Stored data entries
* * *
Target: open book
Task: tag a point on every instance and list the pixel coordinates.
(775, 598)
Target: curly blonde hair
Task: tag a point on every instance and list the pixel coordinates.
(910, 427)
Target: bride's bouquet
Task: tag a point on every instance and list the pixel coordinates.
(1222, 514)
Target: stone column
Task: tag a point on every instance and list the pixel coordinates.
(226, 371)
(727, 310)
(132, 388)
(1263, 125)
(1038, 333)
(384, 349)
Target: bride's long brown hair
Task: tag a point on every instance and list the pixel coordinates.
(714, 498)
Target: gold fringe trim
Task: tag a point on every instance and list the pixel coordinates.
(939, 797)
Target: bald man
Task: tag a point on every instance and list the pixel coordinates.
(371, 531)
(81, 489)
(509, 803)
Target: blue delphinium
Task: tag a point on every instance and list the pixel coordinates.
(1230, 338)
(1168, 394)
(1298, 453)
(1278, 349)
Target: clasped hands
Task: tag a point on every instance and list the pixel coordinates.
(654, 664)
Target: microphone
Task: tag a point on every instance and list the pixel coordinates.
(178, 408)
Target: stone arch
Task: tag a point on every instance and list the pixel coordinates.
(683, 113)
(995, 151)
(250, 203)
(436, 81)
* * *
Your reply must reproduce all records above exactly.

Target: open book
Task: tag a point on every instance and list the pixel coordinates.
(775, 598)
Target: curly blonde hair
Task: tag a point on every instance and list the pixel coordinates.
(910, 427)
Target: bride's bouquet
Task: tag a point on every instance and list the pixel coordinates.
(1222, 514)
Target: stone column
Task: tag a point on every instance and list the pixel coordinates.
(226, 371)
(727, 310)
(132, 388)
(1263, 125)
(1038, 333)
(384, 349)
Target: bride's long brown hair
Task: tag a point on every instance and list the pixel coordinates.
(714, 498)
Target: gold fringe trim
Task: tag a point on every instance and list the pixel coordinates.
(939, 797)
Target: bald man
Task: tag a point on every instance and list the pixel coordinates.
(371, 531)
(81, 489)
(509, 803)
Target: blue delphinium
Task: tag a point on every instance and list the pixel coordinates.
(1230, 338)
(1168, 394)
(1298, 453)
(1278, 349)
Target: clasped hands
Task: tag a point on every instance and list the pixel coordinates.
(654, 664)
Target: microphone
Task: tag a point on every instance and list the pixel coordinates.
(178, 408)
Target: stone arch
Task: tag a point on every instance and list the pixel coordinates.
(683, 113)
(995, 151)
(250, 203)
(436, 81)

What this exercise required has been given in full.